[MATERIAL FOR THIS EXERCISE — start]

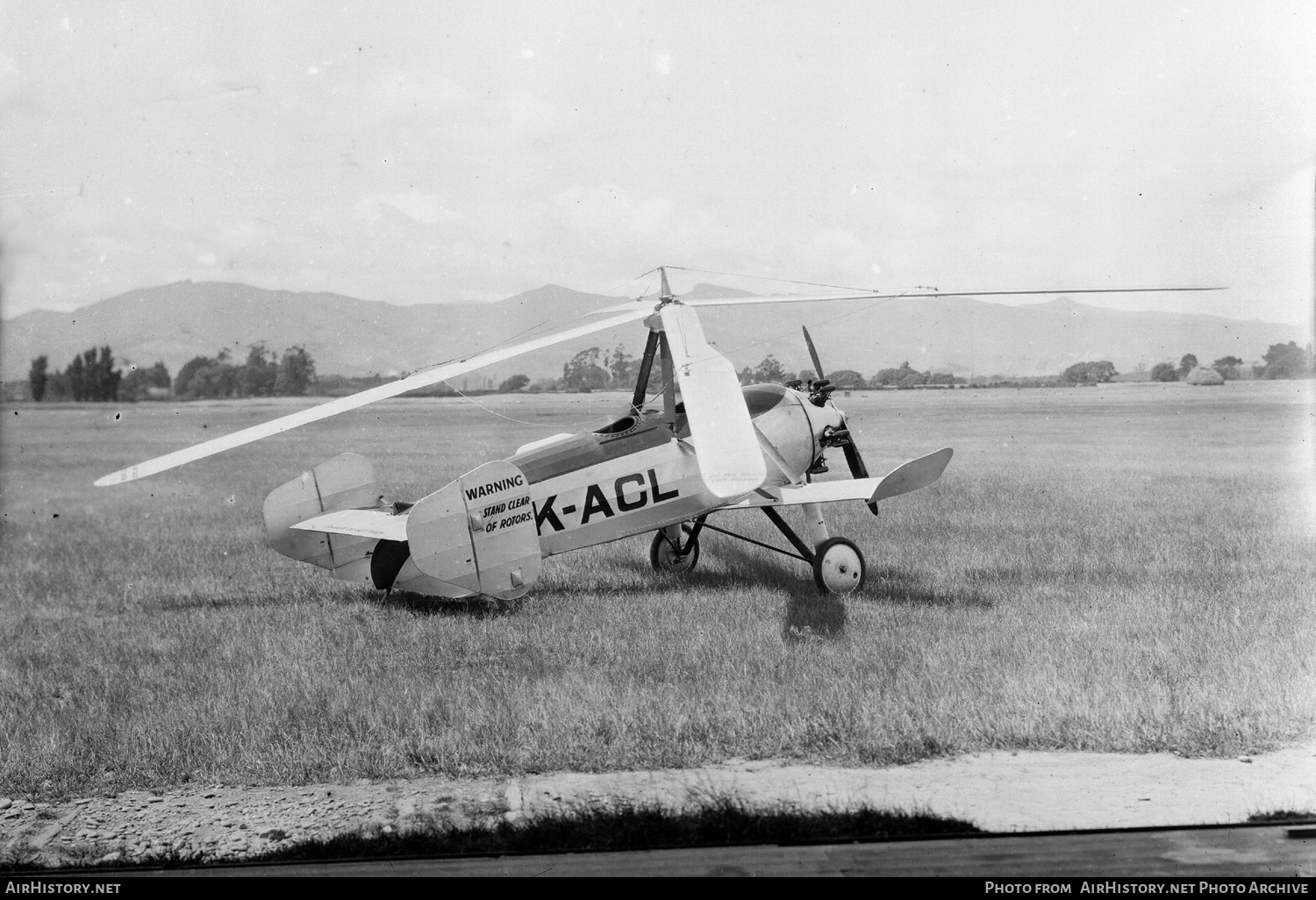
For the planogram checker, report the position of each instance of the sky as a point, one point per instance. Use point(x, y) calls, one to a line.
point(431, 153)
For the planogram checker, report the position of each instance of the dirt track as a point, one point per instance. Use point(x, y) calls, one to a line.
point(997, 791)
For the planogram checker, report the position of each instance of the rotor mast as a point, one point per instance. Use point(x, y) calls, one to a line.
point(657, 346)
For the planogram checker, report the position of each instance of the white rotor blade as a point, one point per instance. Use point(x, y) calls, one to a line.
point(729, 460)
point(344, 404)
point(816, 297)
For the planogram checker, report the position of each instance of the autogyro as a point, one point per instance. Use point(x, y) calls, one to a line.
point(710, 446)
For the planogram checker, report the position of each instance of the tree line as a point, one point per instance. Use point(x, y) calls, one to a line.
point(92, 376)
point(1281, 361)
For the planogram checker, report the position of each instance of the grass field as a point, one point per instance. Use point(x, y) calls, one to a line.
point(1119, 568)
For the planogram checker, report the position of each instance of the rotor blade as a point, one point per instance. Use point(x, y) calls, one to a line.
point(729, 460)
point(813, 355)
point(819, 297)
point(855, 461)
point(344, 404)
point(734, 302)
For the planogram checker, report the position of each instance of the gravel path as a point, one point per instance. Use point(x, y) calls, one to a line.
point(997, 791)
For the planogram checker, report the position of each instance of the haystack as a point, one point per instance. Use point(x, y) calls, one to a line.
point(1203, 375)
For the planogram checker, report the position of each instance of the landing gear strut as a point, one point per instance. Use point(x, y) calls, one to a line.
point(837, 563)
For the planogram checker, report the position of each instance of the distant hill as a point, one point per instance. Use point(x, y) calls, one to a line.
point(347, 336)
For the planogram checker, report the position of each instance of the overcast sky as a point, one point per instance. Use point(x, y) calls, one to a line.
point(468, 152)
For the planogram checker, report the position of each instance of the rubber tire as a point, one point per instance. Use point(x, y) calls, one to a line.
point(834, 565)
point(662, 558)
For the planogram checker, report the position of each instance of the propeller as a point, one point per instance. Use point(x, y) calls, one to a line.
point(820, 389)
point(729, 457)
point(819, 396)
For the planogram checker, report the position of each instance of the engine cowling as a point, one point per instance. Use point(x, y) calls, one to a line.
point(794, 426)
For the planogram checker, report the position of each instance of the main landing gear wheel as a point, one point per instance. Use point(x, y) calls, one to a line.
point(839, 566)
point(666, 560)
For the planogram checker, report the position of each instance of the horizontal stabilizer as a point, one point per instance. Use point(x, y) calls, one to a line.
point(915, 474)
point(850, 489)
point(903, 479)
point(363, 523)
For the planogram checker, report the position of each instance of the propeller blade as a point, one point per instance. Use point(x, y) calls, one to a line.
point(855, 460)
point(729, 460)
point(813, 354)
point(344, 404)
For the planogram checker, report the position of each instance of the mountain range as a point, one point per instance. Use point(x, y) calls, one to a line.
point(175, 323)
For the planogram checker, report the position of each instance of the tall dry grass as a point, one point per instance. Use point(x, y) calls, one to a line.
point(1119, 568)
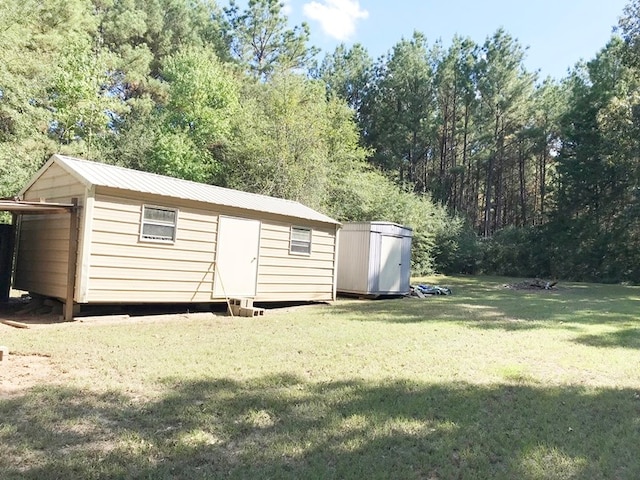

[MATERIAL FOR THIS EXERCISE — finish]

> AIM OF THE TASK
Each record above must be returned exactly as written, with its pictures omitted.

> SOLUTION TO THIS PROBLEM
For the planogram checker, report the position of each instance of the sky as a point, one point per instance. Use point(x, y) calls, one to a line.
point(431, 153)
For the planogram checker, report the position of each instance of the dirt track as a point, one point per instance. Use point(x, y) calls, one to a line.
point(997, 791)
For the planogram checker, report the position of each instance of the rotor mast as a point, one point per instance. Use point(x, y) calls, one to a line.
point(657, 346)
For the planogram checker, report the position of each instance of the white rotor blade as a point, one point per instance. Use point(x, y) calls, one to a line.
point(729, 460)
point(344, 404)
point(816, 297)
For the planogram checker, report the position of each instance of the autogyro as a point, one point per instance. Use point(x, y) calls, one to a line.
point(710, 446)
For the planogram checker, report the position of each instance of the tree line as a point, one point per instance. Use point(x, y) calls, one to a line.
point(92, 376)
point(1281, 361)
For the planogram checker, report the position of each instance of the grass field as a point, one point per instance. Use point(x, y) calls, one to a line.
point(1119, 568)
For the planogram checker, report the position of each instance of the rotor blade as a point, one point per instance. Use point(x, y) calls, one to a line.
point(729, 460)
point(813, 355)
point(819, 297)
point(855, 461)
point(344, 404)
point(734, 302)
For the planogram checker, report the position of each instance of the gravel path as a point, one point per instance. Use point(x, y) calls, one to a line.
point(997, 791)
For the planogram checker, report the position of each instance of the haystack as a point, one point per instance. Use point(x, y) calls, one to a line.
point(1203, 375)
For the planogram checker, report the position of each instance of the landing gear strut as a point, one point per instance. Use point(x, y) calls, one to a line.
point(837, 563)
For the planogram checker, report the position of each instance of the distant hill as a point, one point per instance. Use point(x, y) calls, one to a line.
point(347, 336)
For the planogram checker, report the position of each instance of the overcast sky as a point, one point per instance. Use point(x, y) calls, one to a line.
point(468, 152)
For the planogram checker, report the position of each instance of the rubber tire as a point, one point per instance. Use point(x, y) calls, one to a line.
point(834, 565)
point(662, 558)
For the planogram checker, report the position of each instance of the propeller as a point, one point per instance. Use point(x, y) calls, one to a line.
point(820, 389)
point(729, 457)
point(819, 396)
For the planogram checker, report the position of each instance of the engine cowling as a point, one point per instance. Use point(x, y) calls, one to a line.
point(794, 426)
For the planogram checker, report the position of each instance of the main landing gear wheel as a point, one point per instance. Use point(x, y) calls, one to a line.
point(839, 566)
point(666, 560)
For the planogram checker, report the position of each instance of the horizontal stabilizer as a point, one point per instance. Use point(x, y) calls, one to a line.
point(915, 474)
point(850, 489)
point(903, 479)
point(363, 523)
For the planogram checker, report the position of each instance of the propeller blade as a point, one point per instance. Use point(x, y) calls, one to a line.
point(855, 460)
point(729, 460)
point(813, 354)
point(344, 404)
For the planogram checker, report the position of each instance of the mountain range as a point, one point per instance. Use point(x, y) calls, one to a line.
point(175, 323)
For the planogram checker, report the position of each instance of the tall dry grass as a point, one point per instance. Use point(x, y) calls, one to a line.
point(1119, 568)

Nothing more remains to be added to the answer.